■ SUPPLIED DATA
· · · · · · ·

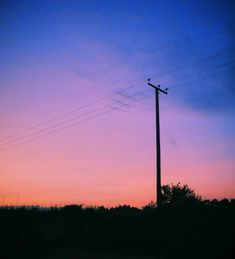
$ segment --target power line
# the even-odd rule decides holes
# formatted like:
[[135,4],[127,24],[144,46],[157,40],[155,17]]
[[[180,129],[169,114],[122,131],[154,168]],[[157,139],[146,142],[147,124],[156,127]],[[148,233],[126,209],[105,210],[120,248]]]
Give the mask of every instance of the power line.
[[[140,93],[136,93],[136,94],[131,95],[131,96],[130,96],[130,95],[125,95],[121,100],[124,101],[124,100],[127,100],[127,99],[132,99],[134,96],[137,96],[138,94],[141,94],[141,92],[140,92]],[[33,136],[33,135],[35,135],[35,134],[38,134],[38,133],[41,133],[41,132],[44,132],[44,131],[48,131],[48,130],[53,129],[53,128],[56,128],[56,127],[58,127],[58,126],[60,126],[60,125],[67,124],[67,123],[69,123],[69,122],[71,122],[71,121],[74,121],[74,120],[76,120],[76,119],[78,119],[78,118],[81,118],[81,117],[87,116],[87,115],[89,115],[89,114],[95,113],[95,112],[97,112],[97,111],[100,111],[100,110],[102,110],[102,109],[108,107],[109,105],[113,105],[113,104],[115,104],[115,102],[111,102],[111,103],[109,103],[109,104],[103,105],[103,106],[101,106],[101,107],[99,107],[99,108],[93,109],[93,110],[88,111],[88,112],[86,112],[86,113],[79,114],[79,115],[74,116],[74,117],[72,117],[72,118],[70,118],[70,119],[68,119],[68,120],[59,122],[59,123],[54,124],[54,125],[52,125],[52,126],[49,126],[49,127],[47,127],[47,128],[37,130],[37,131],[32,132],[32,133],[27,134],[27,135],[23,135],[22,137],[18,137],[18,138],[16,138],[16,139],[13,139],[13,140],[10,140],[10,141],[8,141],[8,142],[3,143],[2,145],[0,145],[0,147],[7,146],[7,145],[11,144],[12,142],[14,143],[14,142],[20,141],[20,140],[22,140],[22,139],[31,137],[31,136]],[[123,106],[125,106],[125,104],[123,104]]]
[[[227,66],[227,65],[234,64],[234,63],[235,63],[235,61],[232,61],[232,62],[227,62],[227,63],[224,63],[224,64],[219,64],[219,65],[213,66],[211,69],[207,70],[206,73],[213,72],[214,68],[217,69],[217,68],[221,68],[221,67],[224,67],[224,66]],[[190,77],[194,77],[194,76],[197,76],[197,75],[201,75],[201,74],[205,74],[205,72],[190,74],[190,75],[187,75],[187,76],[184,76],[184,77],[176,78],[176,79],[171,80],[171,81],[163,81],[163,82],[161,81],[161,84],[169,84],[169,83],[171,84],[171,83],[181,81],[181,80],[184,80],[184,79],[187,79],[187,78],[190,78]]]
[[130,86],[127,87],[127,88],[124,88],[124,89],[119,90],[119,91],[117,91],[117,92],[115,92],[115,93],[112,93],[112,94],[110,94],[110,95],[106,95],[106,96],[104,96],[104,97],[101,97],[101,98],[99,98],[99,99],[96,99],[96,100],[94,100],[93,102],[90,102],[90,103],[88,103],[88,104],[86,104],[86,105],[80,106],[80,107],[75,108],[75,109],[73,109],[73,110],[71,110],[71,111],[62,113],[62,114],[60,114],[60,115],[58,115],[58,116],[56,116],[56,117],[54,117],[54,118],[48,119],[48,120],[46,120],[46,121],[40,122],[40,123],[38,123],[38,124],[35,124],[35,125],[33,125],[33,126],[29,127],[29,128],[26,128],[26,129],[23,129],[23,130],[21,130],[21,131],[18,131],[18,132],[16,132],[16,133],[14,133],[14,134],[8,135],[8,136],[6,136],[6,137],[0,139],[0,142],[3,142],[3,141],[5,141],[5,140],[7,140],[7,139],[13,138],[13,137],[18,136],[18,135],[21,135],[21,134],[23,134],[23,133],[25,133],[25,132],[27,132],[27,131],[32,130],[32,129],[39,128],[39,127],[41,127],[41,126],[43,126],[43,125],[46,125],[46,124],[48,124],[48,123],[54,122],[54,121],[56,121],[56,120],[58,120],[58,119],[61,119],[61,118],[66,117],[66,116],[68,116],[68,115],[70,115],[70,114],[73,114],[73,113],[75,113],[75,112],[77,112],[77,111],[80,111],[80,110],[83,110],[83,109],[85,109],[85,108],[88,108],[89,106],[92,106],[92,105],[94,105],[94,104],[96,104],[96,103],[99,103],[99,102],[101,102],[101,101],[103,101],[103,100],[106,100],[106,99],[108,99],[108,98],[110,98],[110,97],[112,97],[112,96],[118,95],[118,94],[120,94],[120,93],[122,93],[122,92],[125,92],[125,91],[127,91],[127,90],[129,90],[129,89],[135,88],[135,87],[137,87],[137,86],[138,86],[138,83],[135,83],[135,84],[133,84],[133,85],[130,85]]
[[[168,71],[167,73],[163,73],[163,74],[157,75],[156,77],[157,77],[157,78],[159,78],[159,77],[164,77],[164,76],[166,76],[166,75],[169,75],[169,74],[175,73],[175,72],[177,72],[177,71],[186,69],[186,68],[188,68],[188,67],[190,67],[190,66],[193,66],[193,65],[196,65],[196,64],[200,64],[200,63],[205,62],[205,61],[208,61],[208,60],[210,60],[210,59],[214,59],[214,58],[223,56],[223,55],[225,55],[225,54],[227,54],[227,53],[229,53],[229,52],[233,52],[234,50],[235,50],[235,49],[229,49],[229,50],[226,50],[226,51],[223,51],[223,52],[220,52],[220,53],[211,55],[211,56],[209,56],[209,57],[206,57],[206,58],[203,58],[203,59],[199,59],[199,60],[194,61],[194,62],[192,62],[192,63],[190,63],[190,64],[188,64],[188,65],[185,65],[185,66],[182,66],[182,67],[179,67],[179,68],[170,70],[170,71]],[[155,78],[155,77],[152,77],[152,78]],[[151,79],[152,79],[152,78],[151,78]]]
[[[143,91],[142,93],[145,93],[145,92],[147,92],[147,91]],[[136,94],[136,95],[137,95],[137,94]],[[136,95],[133,95],[132,97],[134,97],[134,96],[136,96]],[[64,126],[64,127],[62,127],[62,128],[54,129],[54,130],[52,130],[52,131],[46,132],[46,133],[44,133],[44,134],[41,134],[41,135],[39,135],[39,136],[36,136],[36,137],[30,138],[30,139],[27,139],[27,140],[22,141],[22,142],[19,142],[19,143],[15,143],[15,144],[13,143],[13,145],[10,145],[10,146],[8,146],[8,147],[6,147],[6,148],[0,149],[0,152],[1,152],[1,151],[8,150],[8,149],[11,149],[11,148],[13,148],[13,147],[17,147],[17,146],[26,144],[26,143],[28,143],[28,142],[31,142],[31,141],[34,141],[34,140],[36,140],[36,139],[45,137],[45,136],[47,136],[47,135],[54,134],[54,133],[56,133],[57,131],[64,130],[64,129],[67,129],[67,128],[70,128],[70,127],[79,125],[79,124],[84,123],[84,122],[86,122],[86,121],[88,121],[88,120],[91,120],[91,119],[94,119],[94,118],[96,118],[96,117],[100,117],[100,116],[102,116],[102,115],[104,115],[104,114],[107,114],[107,113],[109,113],[109,112],[115,111],[115,110],[117,110],[118,108],[121,108],[121,107],[126,106],[126,105],[128,105],[128,104],[132,104],[132,103],[138,102],[138,101],[140,101],[140,100],[142,100],[142,99],[144,99],[144,98],[147,98],[147,97],[149,97],[149,96],[150,96],[150,95],[147,95],[147,96],[144,95],[144,96],[141,96],[141,97],[138,98],[138,99],[134,99],[134,100],[132,99],[130,102],[128,102],[128,103],[126,103],[126,104],[121,104],[121,105],[118,106],[118,107],[112,107],[112,108],[110,108],[110,109],[107,110],[107,111],[98,113],[98,114],[96,114],[96,115],[93,115],[93,116],[88,117],[88,118],[86,118],[86,119],[83,119],[83,120],[81,120],[81,121],[75,122],[75,123],[73,123],[73,124],[66,125],[66,126]]]
[[[210,60],[210,59],[213,59],[213,58],[216,58],[216,57],[225,55],[226,53],[232,52],[232,51],[234,51],[234,49],[227,50],[227,51],[224,51],[224,52],[221,52],[221,53],[217,53],[217,54],[214,54],[214,55],[212,55],[212,56],[209,56],[209,57],[204,58],[204,59],[201,59],[201,60],[197,60],[197,61],[195,61],[195,62],[193,62],[193,63],[191,63],[191,64],[188,64],[188,65],[186,65],[186,66],[183,66],[183,67],[180,67],[180,68],[171,70],[171,71],[169,71],[169,72],[167,72],[167,73],[164,73],[163,75],[160,75],[159,77],[163,77],[163,76],[166,76],[166,75],[168,75],[168,74],[170,74],[170,73],[183,70],[183,69],[185,69],[185,68],[187,68],[187,67],[190,67],[190,66],[192,66],[192,65],[195,65],[195,64],[198,64],[198,63],[201,63],[201,62],[205,62],[205,61],[207,61],[207,60]],[[231,63],[233,63],[233,62],[231,62]],[[222,65],[226,65],[226,64],[222,64]],[[221,65],[221,66],[222,66],[222,65]],[[193,76],[194,76],[194,75],[190,75],[190,76],[185,76],[185,77],[183,77],[183,78],[175,79],[175,80],[170,81],[170,83],[171,83],[171,85],[173,85],[173,84],[172,84],[173,82],[176,82],[176,81],[179,81],[179,80],[183,80],[183,79],[185,79],[185,78],[189,78],[189,77],[193,77]],[[203,78],[202,78],[202,79],[203,79]],[[201,79],[195,79],[195,80],[193,80],[193,81],[197,81],[197,80],[201,80]],[[142,81],[141,81],[141,82],[142,82]],[[190,81],[190,82],[192,82],[192,81]],[[190,82],[185,82],[185,83],[182,83],[182,84],[186,84],[186,83],[190,83]],[[163,82],[163,83],[164,83],[164,82]],[[169,82],[166,82],[166,83],[169,83]],[[181,85],[182,85],[182,84],[181,84]],[[43,125],[52,123],[52,122],[54,122],[54,121],[56,121],[56,120],[59,120],[59,119],[61,119],[61,118],[63,118],[63,117],[66,117],[66,116],[68,116],[68,115],[71,115],[71,114],[73,114],[73,113],[76,113],[76,112],[78,112],[78,111],[80,111],[80,110],[86,109],[86,108],[88,108],[89,106],[92,106],[92,105],[94,105],[94,104],[96,104],[96,103],[99,103],[99,102],[101,102],[101,101],[103,101],[103,100],[106,100],[106,99],[108,99],[108,98],[110,98],[110,97],[112,97],[112,96],[115,96],[115,95],[118,95],[118,94],[122,94],[122,93],[124,93],[125,91],[127,91],[127,90],[129,90],[129,89],[131,89],[131,88],[135,88],[135,87],[137,87],[137,86],[138,86],[138,83],[135,83],[135,84],[133,84],[133,85],[130,85],[130,86],[127,87],[127,88],[124,88],[124,89],[122,89],[122,90],[119,90],[119,91],[117,91],[117,92],[114,92],[114,93],[112,93],[112,94],[110,94],[110,95],[104,96],[104,97],[102,97],[102,98],[96,99],[96,100],[94,100],[94,101],[92,101],[92,102],[90,102],[90,103],[88,103],[88,104],[86,104],[86,105],[84,105],[84,106],[75,108],[75,109],[73,109],[73,110],[71,110],[71,111],[62,113],[62,114],[60,114],[60,115],[58,115],[58,116],[56,116],[56,117],[54,117],[54,118],[48,119],[48,120],[43,121],[43,122],[41,122],[41,123],[35,124],[35,125],[33,125],[33,126],[29,127],[29,128],[26,128],[26,129],[23,129],[23,130],[21,130],[21,131],[18,131],[18,132],[16,132],[16,133],[14,133],[14,134],[8,135],[8,136],[6,136],[6,137],[0,139],[0,142],[5,142],[5,141],[8,140],[8,139],[12,139],[12,138],[14,138],[14,137],[16,137],[16,136],[18,136],[18,135],[22,135],[22,134],[25,133],[25,132],[31,131],[31,130],[33,130],[33,129],[40,128],[40,127],[43,126]],[[178,87],[178,86],[176,86],[176,87]],[[173,87],[171,87],[171,89],[172,89],[172,88],[173,88]],[[7,143],[8,143],[8,142],[7,142]],[[6,144],[7,144],[7,143],[6,143]]]
[[174,89],[174,88],[178,88],[178,87],[183,87],[185,84],[190,84],[192,82],[196,82],[196,81],[199,81],[199,80],[205,80],[205,79],[208,79],[208,78],[211,78],[211,77],[215,77],[215,76],[219,76],[221,74],[224,74],[230,70],[234,70],[235,68],[230,68],[230,69],[227,69],[227,70],[224,70],[224,71],[221,71],[219,73],[216,73],[216,74],[212,74],[212,75],[209,75],[209,76],[204,76],[204,77],[200,77],[200,78],[196,78],[194,80],[191,80],[191,81],[188,81],[188,82],[183,82],[182,84],[178,84],[178,85],[174,85],[174,84],[170,84],[170,85],[174,85],[172,87],[168,87],[168,89]]
[[[179,85],[170,87],[170,88],[168,88],[168,89],[172,89],[172,88],[175,88],[175,87],[183,87],[183,85],[185,85],[185,84],[189,84],[189,83],[191,83],[191,82],[195,82],[195,81],[199,81],[199,80],[203,80],[203,79],[208,79],[208,78],[210,78],[210,77],[218,76],[218,75],[220,75],[220,74],[226,73],[226,72],[228,72],[228,71],[230,71],[230,70],[234,70],[234,69],[235,69],[235,68],[227,69],[227,70],[222,71],[222,72],[220,72],[220,73],[216,73],[216,74],[213,74],[213,75],[209,75],[209,76],[197,78],[197,79],[195,79],[195,80],[191,80],[191,81],[188,81],[188,82],[184,82],[184,83],[182,83],[182,84],[179,84]],[[144,91],[144,92],[146,92],[146,91]],[[142,93],[143,93],[143,92],[142,92]],[[137,93],[137,94],[134,94],[134,95],[132,95],[132,96],[129,96],[129,98],[131,99],[132,97],[134,97],[134,96],[136,96],[136,95],[138,95],[138,94],[140,94],[140,93]],[[69,128],[69,127],[72,127],[72,126],[75,126],[75,125],[78,125],[78,124],[83,123],[83,122],[85,122],[85,121],[88,121],[88,120],[90,120],[90,119],[93,119],[93,118],[99,117],[99,116],[101,116],[101,115],[103,115],[103,114],[106,114],[106,113],[109,113],[109,112],[111,112],[111,111],[117,110],[118,108],[121,108],[121,107],[123,107],[123,106],[129,105],[129,104],[131,104],[131,103],[133,103],[133,102],[138,102],[138,101],[140,101],[141,99],[146,98],[146,97],[148,97],[148,96],[143,96],[143,97],[141,97],[141,98],[139,98],[139,99],[137,99],[137,100],[133,100],[133,101],[131,101],[131,102],[129,102],[129,103],[121,104],[121,105],[118,106],[118,107],[111,107],[111,108],[110,108],[109,110],[107,110],[107,111],[104,111],[104,112],[102,112],[102,113],[96,114],[96,115],[91,116],[91,117],[89,117],[89,118],[86,118],[86,119],[84,119],[84,120],[82,120],[82,121],[78,121],[78,122],[76,122],[76,123],[73,123],[73,124],[64,126],[64,127],[62,127],[62,128],[58,128],[58,129],[55,129],[55,130],[53,130],[53,131],[49,131],[49,132],[47,132],[47,133],[45,133],[45,134],[36,136],[36,137],[34,137],[34,138],[25,140],[25,141],[23,141],[23,142],[16,143],[16,144],[14,144],[14,142],[13,142],[13,145],[10,145],[10,146],[8,146],[8,147],[6,147],[6,148],[0,149],[0,151],[5,151],[5,150],[10,149],[10,148],[12,148],[12,147],[19,146],[19,145],[25,144],[25,143],[27,143],[27,142],[31,142],[31,141],[36,140],[36,139],[38,139],[38,138],[42,138],[42,137],[47,136],[47,135],[49,135],[49,134],[52,134],[52,133],[54,133],[54,132],[57,132],[57,131],[60,131],[60,130],[63,130],[63,129],[66,129],[66,128]],[[123,99],[125,99],[125,98],[123,98]],[[112,104],[113,104],[113,103],[112,103]],[[109,104],[109,105],[110,105],[110,104]],[[108,105],[105,105],[104,107],[108,107]],[[100,108],[98,108],[98,109],[96,109],[96,110],[100,110],[101,108],[103,108],[103,107],[100,107]],[[94,110],[91,111],[91,112],[86,113],[86,115],[88,115],[89,113],[93,113],[93,112],[94,112]],[[82,116],[83,116],[83,115],[82,115]],[[45,130],[46,130],[46,129],[45,129]],[[48,129],[47,129],[47,130],[48,130]],[[35,134],[36,134],[36,132],[35,132]],[[19,141],[19,140],[18,140],[18,141]],[[8,144],[11,144],[11,143],[8,143]]]

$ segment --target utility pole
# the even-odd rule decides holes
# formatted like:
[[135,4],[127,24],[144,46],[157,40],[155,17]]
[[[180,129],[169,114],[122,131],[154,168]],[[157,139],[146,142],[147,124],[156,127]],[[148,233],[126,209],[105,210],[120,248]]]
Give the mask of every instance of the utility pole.
[[148,85],[155,89],[155,106],[156,106],[156,202],[157,206],[162,204],[161,194],[161,143],[160,143],[160,118],[159,118],[159,92],[167,94],[167,88],[165,90],[160,88],[160,85],[156,86],[150,83],[148,79]]

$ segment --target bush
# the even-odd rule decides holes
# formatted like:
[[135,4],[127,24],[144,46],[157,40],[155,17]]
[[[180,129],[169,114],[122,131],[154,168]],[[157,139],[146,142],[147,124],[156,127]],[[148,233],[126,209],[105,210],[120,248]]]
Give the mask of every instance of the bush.
[[188,185],[163,185],[162,186],[162,204],[169,205],[195,205],[202,202],[199,195]]

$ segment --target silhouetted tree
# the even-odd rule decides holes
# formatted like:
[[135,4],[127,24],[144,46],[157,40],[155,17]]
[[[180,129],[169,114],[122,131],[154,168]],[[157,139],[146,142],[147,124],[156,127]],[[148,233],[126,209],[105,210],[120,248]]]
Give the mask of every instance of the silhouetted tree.
[[194,205],[202,202],[202,199],[188,185],[163,185],[163,204],[169,205]]

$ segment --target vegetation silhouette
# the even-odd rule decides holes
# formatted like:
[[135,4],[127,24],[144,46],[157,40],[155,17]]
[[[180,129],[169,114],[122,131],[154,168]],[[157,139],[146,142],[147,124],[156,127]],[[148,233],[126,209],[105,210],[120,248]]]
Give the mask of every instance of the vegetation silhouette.
[[1,207],[0,258],[235,258],[234,200],[203,200],[187,185],[162,187],[142,209]]
[[196,205],[202,202],[202,198],[197,195],[188,185],[163,185],[162,186],[162,202],[163,204],[188,206]]

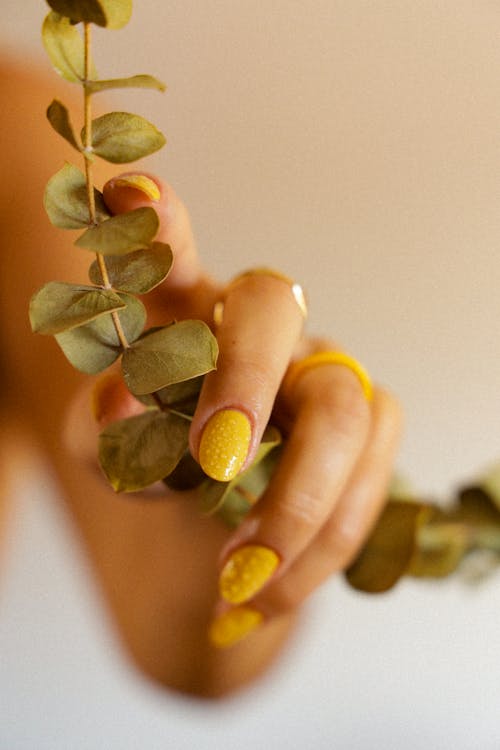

· · · · · · ·

Whenever the string "Give" shows up in a line of the entries, copy that line.

■ RESULT OF THE EXERCISE
Give the mask of every instance of the power line.
Give the mask of every instance of the utility pole.
Give the mask of every instance of the bush.
Give the mask of every instance of the silhouetted tree.
Give the mask of every instance of the vegetation silhouette.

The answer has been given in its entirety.